◆ **Exercise aim**: According to the article on Burial's "Chemz," which collaboration did the single follow?

Burial’s track ‘Chemz’ is twelve minutes of blissful garage

Burial has dropped his most recent single ‘Chemz’ on Kode9’s label, and it certainly puts the “hyper” in Hyperdub. It upholds his penchant for December releases, and follows his recent collaboration with Four Tet and Thom Yorke, ‘Her Revolution / His Rope’.


This latest track is a chaotic love letter to dancing. Multiple club-orientated genres chop in and out, adding to its pace and old-school flavour. Racking up 2-step garage beats, abrasive breaks and heart-stabbing trance, it culminates with a final section that is high-voltage and leaves you with a dizzying electrostatic shock.


Chemz harnesses familiar crackly elements. Pitch-shifted vocal samples, as usual, give a sense of an attentive touch. It is just as transportive as the rest of his discography. Revered by the likes of Mark Fisher for his careful, spectral discrepancies in music texture, Burial again displays his ability to carry us to a 90s hardcore rave and appeal to a nostalgic sensibility.
Yet now, this 12-minute time-machine provides an energy flash that simultaneously looks forward, to a rush of post-pandemic bliss. Between the past and the future, Chemz is a purgatorial emotional overdrive.

◆ **Data extract**:
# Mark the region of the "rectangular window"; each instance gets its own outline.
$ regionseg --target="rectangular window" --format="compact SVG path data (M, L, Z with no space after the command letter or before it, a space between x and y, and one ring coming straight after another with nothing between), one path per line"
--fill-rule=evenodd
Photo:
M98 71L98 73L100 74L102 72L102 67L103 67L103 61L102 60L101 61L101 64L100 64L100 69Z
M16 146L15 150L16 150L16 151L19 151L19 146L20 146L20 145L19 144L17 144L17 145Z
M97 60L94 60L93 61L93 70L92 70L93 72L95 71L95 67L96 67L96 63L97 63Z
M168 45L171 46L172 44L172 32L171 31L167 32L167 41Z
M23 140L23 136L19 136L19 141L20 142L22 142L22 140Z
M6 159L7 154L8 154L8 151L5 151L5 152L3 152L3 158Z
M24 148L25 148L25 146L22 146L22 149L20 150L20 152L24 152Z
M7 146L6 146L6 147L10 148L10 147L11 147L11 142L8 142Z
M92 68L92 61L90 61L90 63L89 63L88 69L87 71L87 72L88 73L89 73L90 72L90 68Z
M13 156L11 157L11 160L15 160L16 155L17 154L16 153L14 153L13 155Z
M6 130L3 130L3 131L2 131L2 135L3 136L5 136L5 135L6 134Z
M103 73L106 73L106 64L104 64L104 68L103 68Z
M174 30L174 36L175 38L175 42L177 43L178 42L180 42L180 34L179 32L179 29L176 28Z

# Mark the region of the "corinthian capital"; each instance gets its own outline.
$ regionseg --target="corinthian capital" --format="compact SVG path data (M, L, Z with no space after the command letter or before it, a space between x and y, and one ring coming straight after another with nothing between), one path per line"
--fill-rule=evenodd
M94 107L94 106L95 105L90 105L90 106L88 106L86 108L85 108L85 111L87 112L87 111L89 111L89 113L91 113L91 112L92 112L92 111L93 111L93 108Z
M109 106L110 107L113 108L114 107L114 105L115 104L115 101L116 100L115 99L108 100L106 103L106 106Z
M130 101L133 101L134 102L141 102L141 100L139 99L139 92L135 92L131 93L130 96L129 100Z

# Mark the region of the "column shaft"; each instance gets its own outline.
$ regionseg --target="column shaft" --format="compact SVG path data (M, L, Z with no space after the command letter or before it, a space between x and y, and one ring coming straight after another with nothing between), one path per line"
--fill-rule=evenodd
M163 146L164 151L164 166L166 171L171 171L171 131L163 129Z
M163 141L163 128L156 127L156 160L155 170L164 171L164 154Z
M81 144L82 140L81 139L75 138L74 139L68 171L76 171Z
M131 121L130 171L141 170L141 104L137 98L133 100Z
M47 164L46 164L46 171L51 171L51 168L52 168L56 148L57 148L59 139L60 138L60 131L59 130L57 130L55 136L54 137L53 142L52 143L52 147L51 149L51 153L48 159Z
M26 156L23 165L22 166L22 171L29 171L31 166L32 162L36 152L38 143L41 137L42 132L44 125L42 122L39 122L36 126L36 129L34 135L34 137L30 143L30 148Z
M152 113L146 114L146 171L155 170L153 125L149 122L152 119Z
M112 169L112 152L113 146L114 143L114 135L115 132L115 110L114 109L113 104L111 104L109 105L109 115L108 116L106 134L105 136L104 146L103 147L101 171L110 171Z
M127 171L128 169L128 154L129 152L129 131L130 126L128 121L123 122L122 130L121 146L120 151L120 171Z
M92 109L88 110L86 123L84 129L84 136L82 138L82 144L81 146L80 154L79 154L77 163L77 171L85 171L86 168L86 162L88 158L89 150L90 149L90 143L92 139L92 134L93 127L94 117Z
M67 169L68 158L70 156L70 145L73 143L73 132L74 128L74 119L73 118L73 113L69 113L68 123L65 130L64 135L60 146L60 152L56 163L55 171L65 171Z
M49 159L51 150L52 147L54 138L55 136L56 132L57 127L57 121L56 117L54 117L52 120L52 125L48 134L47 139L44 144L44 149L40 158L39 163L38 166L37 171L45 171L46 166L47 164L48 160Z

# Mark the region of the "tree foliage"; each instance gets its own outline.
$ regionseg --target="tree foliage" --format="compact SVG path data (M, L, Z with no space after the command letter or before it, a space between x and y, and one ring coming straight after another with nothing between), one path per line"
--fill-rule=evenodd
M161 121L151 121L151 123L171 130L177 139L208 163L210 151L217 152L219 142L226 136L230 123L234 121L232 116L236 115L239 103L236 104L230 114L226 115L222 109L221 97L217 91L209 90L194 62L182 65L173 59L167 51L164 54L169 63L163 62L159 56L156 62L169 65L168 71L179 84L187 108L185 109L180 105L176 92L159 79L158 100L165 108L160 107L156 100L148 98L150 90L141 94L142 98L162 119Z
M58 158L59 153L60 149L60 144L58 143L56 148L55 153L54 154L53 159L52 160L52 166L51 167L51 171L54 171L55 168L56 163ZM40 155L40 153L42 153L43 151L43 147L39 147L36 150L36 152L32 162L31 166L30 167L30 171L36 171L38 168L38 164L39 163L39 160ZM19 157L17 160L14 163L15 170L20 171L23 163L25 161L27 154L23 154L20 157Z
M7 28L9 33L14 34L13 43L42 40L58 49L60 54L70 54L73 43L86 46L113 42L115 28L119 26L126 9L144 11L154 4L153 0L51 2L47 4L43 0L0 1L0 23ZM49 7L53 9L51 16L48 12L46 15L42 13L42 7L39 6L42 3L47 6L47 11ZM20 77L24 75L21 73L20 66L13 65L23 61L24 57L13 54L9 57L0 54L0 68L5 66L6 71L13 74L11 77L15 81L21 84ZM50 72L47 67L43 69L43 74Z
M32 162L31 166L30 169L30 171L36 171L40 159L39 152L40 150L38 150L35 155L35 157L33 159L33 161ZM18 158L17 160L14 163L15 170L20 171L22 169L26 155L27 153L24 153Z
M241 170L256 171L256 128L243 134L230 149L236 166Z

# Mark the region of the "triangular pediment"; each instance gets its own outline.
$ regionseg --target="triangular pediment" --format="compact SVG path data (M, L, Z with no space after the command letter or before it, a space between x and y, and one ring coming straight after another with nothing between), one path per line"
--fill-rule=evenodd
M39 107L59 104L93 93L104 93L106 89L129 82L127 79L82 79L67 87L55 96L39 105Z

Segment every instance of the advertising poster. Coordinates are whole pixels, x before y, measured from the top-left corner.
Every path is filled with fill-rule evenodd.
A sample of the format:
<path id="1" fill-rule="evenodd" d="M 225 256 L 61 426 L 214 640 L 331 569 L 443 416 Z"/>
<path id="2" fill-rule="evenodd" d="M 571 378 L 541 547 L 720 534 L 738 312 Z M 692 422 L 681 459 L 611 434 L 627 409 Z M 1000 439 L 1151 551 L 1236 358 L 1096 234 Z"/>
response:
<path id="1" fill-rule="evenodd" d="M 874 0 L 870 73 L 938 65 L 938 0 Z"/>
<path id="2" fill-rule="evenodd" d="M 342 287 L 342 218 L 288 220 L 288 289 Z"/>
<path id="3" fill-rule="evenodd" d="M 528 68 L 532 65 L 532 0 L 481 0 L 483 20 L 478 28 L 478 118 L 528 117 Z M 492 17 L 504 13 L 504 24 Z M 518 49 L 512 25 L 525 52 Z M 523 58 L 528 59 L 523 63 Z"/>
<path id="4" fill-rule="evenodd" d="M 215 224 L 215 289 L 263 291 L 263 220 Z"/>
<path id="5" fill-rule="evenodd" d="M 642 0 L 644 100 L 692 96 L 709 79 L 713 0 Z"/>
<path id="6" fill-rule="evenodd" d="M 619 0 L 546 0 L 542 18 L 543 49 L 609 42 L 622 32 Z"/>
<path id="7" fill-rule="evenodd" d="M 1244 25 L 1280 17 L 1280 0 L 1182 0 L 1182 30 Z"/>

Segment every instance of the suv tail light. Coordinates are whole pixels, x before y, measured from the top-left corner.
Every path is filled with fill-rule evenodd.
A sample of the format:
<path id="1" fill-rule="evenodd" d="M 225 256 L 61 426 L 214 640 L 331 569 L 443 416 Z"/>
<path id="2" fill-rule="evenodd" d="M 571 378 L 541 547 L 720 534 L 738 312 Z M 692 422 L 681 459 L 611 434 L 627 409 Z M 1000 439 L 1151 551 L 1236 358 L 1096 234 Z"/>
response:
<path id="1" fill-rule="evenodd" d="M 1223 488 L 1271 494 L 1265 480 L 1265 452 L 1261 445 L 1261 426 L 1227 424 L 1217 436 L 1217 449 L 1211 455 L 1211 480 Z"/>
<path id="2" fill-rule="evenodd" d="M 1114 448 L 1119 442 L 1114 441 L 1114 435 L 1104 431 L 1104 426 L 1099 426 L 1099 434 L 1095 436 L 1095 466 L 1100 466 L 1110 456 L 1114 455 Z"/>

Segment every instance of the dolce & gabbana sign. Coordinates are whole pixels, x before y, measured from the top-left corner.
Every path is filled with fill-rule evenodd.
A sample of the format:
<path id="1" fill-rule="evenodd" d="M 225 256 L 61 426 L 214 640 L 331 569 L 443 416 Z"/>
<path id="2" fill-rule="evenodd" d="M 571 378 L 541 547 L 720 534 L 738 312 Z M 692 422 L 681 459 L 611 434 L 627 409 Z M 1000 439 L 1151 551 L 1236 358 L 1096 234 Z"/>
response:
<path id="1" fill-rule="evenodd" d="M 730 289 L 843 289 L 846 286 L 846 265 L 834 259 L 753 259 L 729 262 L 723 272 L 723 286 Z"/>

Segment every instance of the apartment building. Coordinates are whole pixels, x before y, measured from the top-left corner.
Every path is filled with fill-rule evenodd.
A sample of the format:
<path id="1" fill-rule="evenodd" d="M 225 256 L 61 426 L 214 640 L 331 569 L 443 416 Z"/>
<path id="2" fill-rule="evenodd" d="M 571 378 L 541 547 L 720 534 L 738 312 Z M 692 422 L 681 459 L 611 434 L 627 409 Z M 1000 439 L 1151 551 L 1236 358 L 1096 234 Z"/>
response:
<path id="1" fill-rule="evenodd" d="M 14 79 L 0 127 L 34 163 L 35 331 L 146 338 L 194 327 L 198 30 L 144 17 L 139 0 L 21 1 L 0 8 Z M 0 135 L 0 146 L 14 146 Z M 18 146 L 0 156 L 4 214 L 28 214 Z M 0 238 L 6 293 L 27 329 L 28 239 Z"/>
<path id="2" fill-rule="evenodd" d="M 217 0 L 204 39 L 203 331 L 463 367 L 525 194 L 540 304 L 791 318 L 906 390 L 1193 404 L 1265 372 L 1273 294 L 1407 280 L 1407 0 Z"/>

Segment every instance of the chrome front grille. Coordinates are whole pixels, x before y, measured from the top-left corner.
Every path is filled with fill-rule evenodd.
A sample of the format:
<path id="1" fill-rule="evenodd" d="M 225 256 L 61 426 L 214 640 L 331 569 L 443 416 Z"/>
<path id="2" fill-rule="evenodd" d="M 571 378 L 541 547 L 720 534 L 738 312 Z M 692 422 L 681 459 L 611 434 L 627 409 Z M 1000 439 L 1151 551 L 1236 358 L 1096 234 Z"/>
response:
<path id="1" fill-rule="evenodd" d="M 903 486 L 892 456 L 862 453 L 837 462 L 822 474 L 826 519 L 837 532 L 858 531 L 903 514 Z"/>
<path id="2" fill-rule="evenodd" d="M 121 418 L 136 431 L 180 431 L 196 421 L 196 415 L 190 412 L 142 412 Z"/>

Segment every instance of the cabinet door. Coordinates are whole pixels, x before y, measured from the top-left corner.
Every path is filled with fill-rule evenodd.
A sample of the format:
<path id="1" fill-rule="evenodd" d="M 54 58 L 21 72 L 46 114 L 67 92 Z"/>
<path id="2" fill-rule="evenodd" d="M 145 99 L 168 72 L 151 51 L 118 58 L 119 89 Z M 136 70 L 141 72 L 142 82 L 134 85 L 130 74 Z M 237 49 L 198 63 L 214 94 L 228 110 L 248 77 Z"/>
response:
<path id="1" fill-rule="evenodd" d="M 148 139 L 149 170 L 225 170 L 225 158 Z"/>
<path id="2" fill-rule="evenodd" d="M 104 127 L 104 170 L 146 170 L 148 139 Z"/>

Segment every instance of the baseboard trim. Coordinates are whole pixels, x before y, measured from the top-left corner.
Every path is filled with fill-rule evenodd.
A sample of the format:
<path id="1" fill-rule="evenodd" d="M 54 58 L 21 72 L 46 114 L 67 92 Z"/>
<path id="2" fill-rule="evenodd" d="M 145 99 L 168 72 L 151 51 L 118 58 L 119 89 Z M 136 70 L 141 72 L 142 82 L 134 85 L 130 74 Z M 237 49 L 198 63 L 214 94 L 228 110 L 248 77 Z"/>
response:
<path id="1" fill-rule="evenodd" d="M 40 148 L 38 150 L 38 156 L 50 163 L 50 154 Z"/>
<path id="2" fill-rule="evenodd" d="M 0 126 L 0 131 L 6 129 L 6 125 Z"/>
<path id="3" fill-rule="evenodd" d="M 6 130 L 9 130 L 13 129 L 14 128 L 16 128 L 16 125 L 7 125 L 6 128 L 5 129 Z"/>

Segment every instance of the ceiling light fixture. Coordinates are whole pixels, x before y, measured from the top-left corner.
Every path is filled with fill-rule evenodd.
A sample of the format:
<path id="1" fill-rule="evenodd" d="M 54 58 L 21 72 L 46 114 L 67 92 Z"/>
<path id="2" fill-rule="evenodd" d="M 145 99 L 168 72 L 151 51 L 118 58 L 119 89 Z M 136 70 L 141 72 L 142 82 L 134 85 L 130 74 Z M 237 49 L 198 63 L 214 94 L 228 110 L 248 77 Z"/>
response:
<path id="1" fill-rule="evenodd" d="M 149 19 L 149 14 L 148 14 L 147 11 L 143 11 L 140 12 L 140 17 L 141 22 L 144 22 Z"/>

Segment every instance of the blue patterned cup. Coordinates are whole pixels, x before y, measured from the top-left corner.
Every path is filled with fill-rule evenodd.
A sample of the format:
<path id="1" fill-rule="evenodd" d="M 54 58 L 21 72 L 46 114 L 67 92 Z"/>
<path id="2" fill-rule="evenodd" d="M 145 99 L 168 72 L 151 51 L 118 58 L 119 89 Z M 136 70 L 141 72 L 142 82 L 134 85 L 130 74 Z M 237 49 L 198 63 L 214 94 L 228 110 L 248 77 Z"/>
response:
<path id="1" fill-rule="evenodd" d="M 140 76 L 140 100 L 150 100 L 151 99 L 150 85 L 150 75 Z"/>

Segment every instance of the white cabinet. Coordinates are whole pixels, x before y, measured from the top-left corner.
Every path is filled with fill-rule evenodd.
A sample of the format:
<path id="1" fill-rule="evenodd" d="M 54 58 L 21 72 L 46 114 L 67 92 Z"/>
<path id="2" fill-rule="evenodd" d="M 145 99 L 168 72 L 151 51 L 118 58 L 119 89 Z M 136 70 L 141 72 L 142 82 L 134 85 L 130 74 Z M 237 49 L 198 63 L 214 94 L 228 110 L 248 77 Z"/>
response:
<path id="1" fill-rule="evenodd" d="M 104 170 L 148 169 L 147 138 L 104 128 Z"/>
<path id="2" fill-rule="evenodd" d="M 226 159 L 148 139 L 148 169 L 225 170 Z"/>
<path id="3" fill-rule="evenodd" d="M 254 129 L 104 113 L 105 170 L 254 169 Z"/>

◆ **Completed exercise**: It followed Burial's collaboration with Four Tet and Thom Yorke, "Her Revolution / His Rope."